# [Your assignment]
According to the family blog extract, what did the 2 year old regurgitate down himself and his bed?

# [Extract]

I recently discovered that the forces are against me; the force of Daddy. On the way to school we saw a sign outside a local shop advertising ice cream. As I had just scraped ice off my car I thought it amusing and made a comment to the 4 year old about it not being the sort of weather to be partaking in a 99 with sprinkles and sauce. This jolted one of her memories from her ever random memory bank …

Her - “Mummy, once when you were out Daddy said we could have an ice cream and some sweets. Then YOU rang to say you were on your way home and he said we couldn’t have anything because you’d tell him off”.

Me - “Do you think I’m mean?”

Her - “Yes”

Me - “Do you think Daddy’s mean?”

Her - “No”

I may be mean but he’s busted and he doesn’t even know it (until, that is, he reads this).

My husband would live on Midget Gems if he could. He has learnt to conceal his quarter bags of the little buggers from the children. Unfortunately, even the 2 year old who we suspect suffers from periodic deafness can identify the rustle of a paper bag filled with sweets. On the occasions they have discovered his stash they beg him, with their big eyes for a hit of the good stuff. He of course crumbles under the weight of his heart being tugged and the gentle whine of his beautiful babies. This, I have found, often happens within half an hour of bedtime and also coincides with the nights I am on bath and bed duty.

This, I refer to as ‘Daddy writing cheques that Mummy has to cash’.

Monday, 10 November 2008

Note to self – Buy More Bed Linen

The 2 year old started the ball rolling by regurgitating an entire plate of Spaghetti Bolognese down himself and his bed. Apart from the unmistakable smell of sick, it actually looked like it had when I’d presented it to him at tea time. I took the role of chambermaid whilst my husband wiped him down. No sooner had we put him back to bed and settled down to watch TV then he was off again. We automatically assumed our previous roles of chambermaid and chief child cleaner and put him back to bed reluctantly.

We managed another hour without incident before turning in for the night. As I started to drift off I heard it. The ‘burble’. I probably heard it before the 2 year old even considered making it (mothers’ instinct) because I sprang out of bed like a psychotic frog (wearing, of course, just a pair of big knickers) and dashed across the hall to his room. The poor boy was whipped out of bed and held over the toilet to make his final retching of the night.

I wouldn’t have normally been so quick off the mark but we are not a family of plentiful bed linen. In fact the only times I think about stocking up on extra duvet covers, fitted sheets and pillow cases are during episodes like this.

As I got back into bed I received a text from teacher friend, mother of three which said;

‘Two sick children. Is it wrong to bathe your children in antibacterial hand wash?’

I felt a sense of comfort that we were experiencing synchronised puking at opposite ends of the village and glad that under the circumstances I only had one child to find sheets for and not two.
The next day the 4 year old arrived home from a birthday party. As she excitedly told us about the party and was about to tell us what she had eaten she was sick over the length and breadth of the two bottom stairs, her socks and my husband’s jeans. It was quite plain to see that she had in fact been eating Cheesy Wotsits and not much else. As he carried her to the downstairs loo she erupted again all over the carpet (more Cheesy Wotsits and a trace of Party Ring). My poor big little girl spent the rest of the night in the vicious circle of sipping water and then bringing it back up again. In order to save the bed linen which was still in various stages of washing machine/tumble dryer I made her lie on the sofa clutching a bowl until she fell asleep with her face in the bowl (she obviously understood the linen situation too).

I have discovered two things. Cleaning my children’s sick up is an automatic reflex. If it were anyone else’s I’d have had to wear a radiation suit and smear my nasal passages with Vicks VapoRub … and if you don’t remove all the lumps first they just come out of the washing machine clean and intact.

Oh, and I’m not sure … Is it wrong to bathe your children in antibacterial hand wash?

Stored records
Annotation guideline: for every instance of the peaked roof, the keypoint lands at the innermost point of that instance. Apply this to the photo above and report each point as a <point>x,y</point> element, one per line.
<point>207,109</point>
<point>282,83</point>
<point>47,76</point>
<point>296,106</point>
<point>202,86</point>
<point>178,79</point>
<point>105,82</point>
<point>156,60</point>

# [Exercise output]
An entire plate of Spaghetti Bolognese.